▶ [Brief 1]:
Print the stretch of the air-monitoring text from "The two-year air-monitoring" through "air quality data.".

## Start Reading text

Between January 2020 and March 2022, PSE Healthy Energy partnered with the Asian Pacific Environmental Network (APEN) to deploy a dense network of air quality monitors throughout the Richmond, North Richmond, and San Pablo communities in northern California’s East Bay. PSE partnered with Lawrence Berkeley National Laboratory (LBNL) to expand the Richmond Air Monitoring Network to include low-cost black carbon sensors for one winter and one summer month in 2021, and during one wildfire event in 2020. Black carbon is often emitted during the incomplete combustion of biomass and fossil fuels. Because black carbon is linked to various adverse health impacts, monitoring black carbon can help indicate combustion-related emissions that are relevant to both human health and the environment.
The two-year air-monitoring study was designed to analyze spatial patterns of local air pollution over time, assess the distribution of air pollution sources throughout the area, and track emission changes from varying transportation patterns, refinery operations, and other industrial activities. The project team received guidance from the Technical Advisory Panel.
Project goals included:
- Gathering and reporting robust and hyper-local air quality data.
- Working with residents and community groups to identify priority areas with high air pollution and vulnerable populations.
- Supporting the efforts of regional and state air regulators and community groups to develop actionable policies and recommendations to reduce the community’s exposure to air pollutants.

## End Reading text
## Start Information shown

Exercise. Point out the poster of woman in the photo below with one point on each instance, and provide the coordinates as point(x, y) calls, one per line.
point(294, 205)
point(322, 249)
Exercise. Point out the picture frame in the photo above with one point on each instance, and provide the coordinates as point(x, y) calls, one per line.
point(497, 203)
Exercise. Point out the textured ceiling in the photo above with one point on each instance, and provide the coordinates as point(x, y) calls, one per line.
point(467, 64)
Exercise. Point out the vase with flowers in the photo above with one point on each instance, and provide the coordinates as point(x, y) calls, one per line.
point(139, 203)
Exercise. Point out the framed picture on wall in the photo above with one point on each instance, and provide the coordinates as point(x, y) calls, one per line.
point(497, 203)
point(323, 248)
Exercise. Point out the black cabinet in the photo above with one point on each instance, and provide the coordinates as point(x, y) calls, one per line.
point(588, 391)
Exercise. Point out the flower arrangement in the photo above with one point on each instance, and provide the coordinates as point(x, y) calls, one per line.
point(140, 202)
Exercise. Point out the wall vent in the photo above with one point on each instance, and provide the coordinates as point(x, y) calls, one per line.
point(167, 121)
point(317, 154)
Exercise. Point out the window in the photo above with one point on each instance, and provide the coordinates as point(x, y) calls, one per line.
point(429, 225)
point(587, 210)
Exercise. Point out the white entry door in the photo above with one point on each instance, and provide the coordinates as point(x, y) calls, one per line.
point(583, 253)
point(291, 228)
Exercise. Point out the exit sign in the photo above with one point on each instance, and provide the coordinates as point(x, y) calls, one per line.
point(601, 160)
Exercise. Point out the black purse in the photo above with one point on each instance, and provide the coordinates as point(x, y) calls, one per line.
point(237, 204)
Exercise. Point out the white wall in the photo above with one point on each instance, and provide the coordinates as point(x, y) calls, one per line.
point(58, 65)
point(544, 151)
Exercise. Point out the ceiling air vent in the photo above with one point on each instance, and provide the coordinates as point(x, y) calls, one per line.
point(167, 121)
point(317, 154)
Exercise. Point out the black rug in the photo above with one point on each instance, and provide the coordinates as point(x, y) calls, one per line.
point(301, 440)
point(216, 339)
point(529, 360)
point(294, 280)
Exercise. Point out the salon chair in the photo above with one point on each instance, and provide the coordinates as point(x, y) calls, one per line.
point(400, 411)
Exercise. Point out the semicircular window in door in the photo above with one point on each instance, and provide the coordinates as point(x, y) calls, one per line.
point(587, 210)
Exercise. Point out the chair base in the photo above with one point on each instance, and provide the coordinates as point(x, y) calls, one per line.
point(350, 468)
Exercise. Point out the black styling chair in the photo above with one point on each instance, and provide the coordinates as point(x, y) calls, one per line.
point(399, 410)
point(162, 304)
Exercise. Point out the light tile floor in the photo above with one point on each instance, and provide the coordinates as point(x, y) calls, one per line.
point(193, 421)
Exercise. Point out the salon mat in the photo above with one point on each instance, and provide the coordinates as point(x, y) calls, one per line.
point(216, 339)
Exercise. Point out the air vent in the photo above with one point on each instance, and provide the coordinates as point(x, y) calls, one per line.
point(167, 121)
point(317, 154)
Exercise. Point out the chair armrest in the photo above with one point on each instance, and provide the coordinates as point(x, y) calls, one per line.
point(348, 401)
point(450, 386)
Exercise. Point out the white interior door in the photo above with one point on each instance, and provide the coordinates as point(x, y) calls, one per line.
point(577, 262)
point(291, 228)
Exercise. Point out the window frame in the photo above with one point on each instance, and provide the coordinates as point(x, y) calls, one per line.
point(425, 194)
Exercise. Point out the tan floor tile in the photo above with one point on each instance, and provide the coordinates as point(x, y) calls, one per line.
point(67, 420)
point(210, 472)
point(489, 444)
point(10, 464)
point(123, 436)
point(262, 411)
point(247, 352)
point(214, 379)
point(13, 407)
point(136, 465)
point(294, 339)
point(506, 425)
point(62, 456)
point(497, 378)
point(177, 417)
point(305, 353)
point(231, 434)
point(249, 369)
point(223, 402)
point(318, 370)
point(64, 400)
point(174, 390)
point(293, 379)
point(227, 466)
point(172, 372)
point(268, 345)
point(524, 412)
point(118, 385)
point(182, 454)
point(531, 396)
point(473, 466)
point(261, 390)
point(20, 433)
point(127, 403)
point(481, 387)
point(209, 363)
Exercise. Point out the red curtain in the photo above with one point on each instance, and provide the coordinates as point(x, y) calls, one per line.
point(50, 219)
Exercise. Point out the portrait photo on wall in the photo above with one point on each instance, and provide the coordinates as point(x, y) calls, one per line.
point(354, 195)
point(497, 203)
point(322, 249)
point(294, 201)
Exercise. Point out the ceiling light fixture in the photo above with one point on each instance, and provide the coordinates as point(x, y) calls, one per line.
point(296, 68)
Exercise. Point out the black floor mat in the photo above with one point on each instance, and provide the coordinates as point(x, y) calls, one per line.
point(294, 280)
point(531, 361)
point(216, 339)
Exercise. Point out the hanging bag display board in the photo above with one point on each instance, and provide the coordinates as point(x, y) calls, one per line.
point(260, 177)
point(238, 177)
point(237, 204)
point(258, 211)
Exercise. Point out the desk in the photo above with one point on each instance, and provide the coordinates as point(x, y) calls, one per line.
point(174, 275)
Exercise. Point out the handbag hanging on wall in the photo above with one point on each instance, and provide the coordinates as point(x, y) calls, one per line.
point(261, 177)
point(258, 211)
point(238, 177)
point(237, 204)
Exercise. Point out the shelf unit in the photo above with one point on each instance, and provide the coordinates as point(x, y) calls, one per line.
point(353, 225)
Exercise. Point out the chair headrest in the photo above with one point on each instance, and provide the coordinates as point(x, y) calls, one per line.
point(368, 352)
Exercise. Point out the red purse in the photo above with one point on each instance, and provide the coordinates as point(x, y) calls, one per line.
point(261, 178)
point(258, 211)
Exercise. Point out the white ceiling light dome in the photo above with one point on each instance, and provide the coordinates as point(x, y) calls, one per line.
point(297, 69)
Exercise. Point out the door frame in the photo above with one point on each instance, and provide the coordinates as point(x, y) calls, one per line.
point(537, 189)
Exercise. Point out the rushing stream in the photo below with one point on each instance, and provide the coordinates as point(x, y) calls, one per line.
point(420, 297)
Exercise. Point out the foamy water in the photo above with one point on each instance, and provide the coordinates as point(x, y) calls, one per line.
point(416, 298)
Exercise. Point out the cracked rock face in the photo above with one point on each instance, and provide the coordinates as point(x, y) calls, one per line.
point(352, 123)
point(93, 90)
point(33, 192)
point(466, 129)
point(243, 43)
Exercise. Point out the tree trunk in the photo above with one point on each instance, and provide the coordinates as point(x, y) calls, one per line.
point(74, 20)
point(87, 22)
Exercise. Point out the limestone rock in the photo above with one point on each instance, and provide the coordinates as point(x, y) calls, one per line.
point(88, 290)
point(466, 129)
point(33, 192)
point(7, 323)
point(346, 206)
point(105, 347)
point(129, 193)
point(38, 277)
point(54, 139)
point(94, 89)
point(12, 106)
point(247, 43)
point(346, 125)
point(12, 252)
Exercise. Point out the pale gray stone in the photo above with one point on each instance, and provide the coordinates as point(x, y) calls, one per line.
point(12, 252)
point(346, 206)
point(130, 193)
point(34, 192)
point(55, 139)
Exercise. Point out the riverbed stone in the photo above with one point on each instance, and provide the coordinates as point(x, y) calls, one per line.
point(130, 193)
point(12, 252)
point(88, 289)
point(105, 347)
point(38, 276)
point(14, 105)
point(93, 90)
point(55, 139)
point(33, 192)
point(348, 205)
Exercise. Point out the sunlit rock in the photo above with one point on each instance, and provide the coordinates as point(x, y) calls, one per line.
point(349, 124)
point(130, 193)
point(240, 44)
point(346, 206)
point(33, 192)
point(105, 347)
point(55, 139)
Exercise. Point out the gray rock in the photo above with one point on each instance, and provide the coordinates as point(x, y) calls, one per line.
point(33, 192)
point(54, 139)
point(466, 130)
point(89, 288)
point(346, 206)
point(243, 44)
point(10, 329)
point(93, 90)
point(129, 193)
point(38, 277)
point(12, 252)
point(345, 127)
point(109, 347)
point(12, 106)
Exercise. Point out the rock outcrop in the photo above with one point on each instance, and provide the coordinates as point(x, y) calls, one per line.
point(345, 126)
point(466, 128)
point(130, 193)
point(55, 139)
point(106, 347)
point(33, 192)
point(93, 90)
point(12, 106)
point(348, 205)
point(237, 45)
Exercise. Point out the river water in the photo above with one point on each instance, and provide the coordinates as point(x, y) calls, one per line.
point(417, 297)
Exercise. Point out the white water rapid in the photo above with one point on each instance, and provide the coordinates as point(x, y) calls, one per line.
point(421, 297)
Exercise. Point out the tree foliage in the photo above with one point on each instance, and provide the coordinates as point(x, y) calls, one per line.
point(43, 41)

## End Information shown

▶ [Brief 2]:
Swap "textured ceiling" for "plaster ceiling" in the records, from their start through the line containing "point(467, 64)", and return only those lines with nothing else changed.

▶ [Complete response 1]:
The two-year air-monitoring study was designed to analyze spatial patterns of local air pollution over time, assess the distribution of air pollution sources throughout the area, and track emission changes from varying transportation patterns, refinery operations, and other industrial activities. The project team received guidance from the Technical Advisory Panel.
Project goals included:
- Gathering and reporting robust and hyper-local air quality data.

▶ [Complete response 2]:
Exercise. Point out the poster of woman in the photo below with one point on each instance, and provide the coordinates as point(x, y) calls, one per line.
point(294, 205)
point(322, 249)
Exercise. Point out the picture frame in the photo above with one point on each instance, and provide the coordinates as point(x, y) calls, one per line.
point(497, 203)
Exercise. Point out the plaster ceiling in the photo above with one point on each instance, and provide the coordinates as point(x, y) calls, one per line.
point(467, 64)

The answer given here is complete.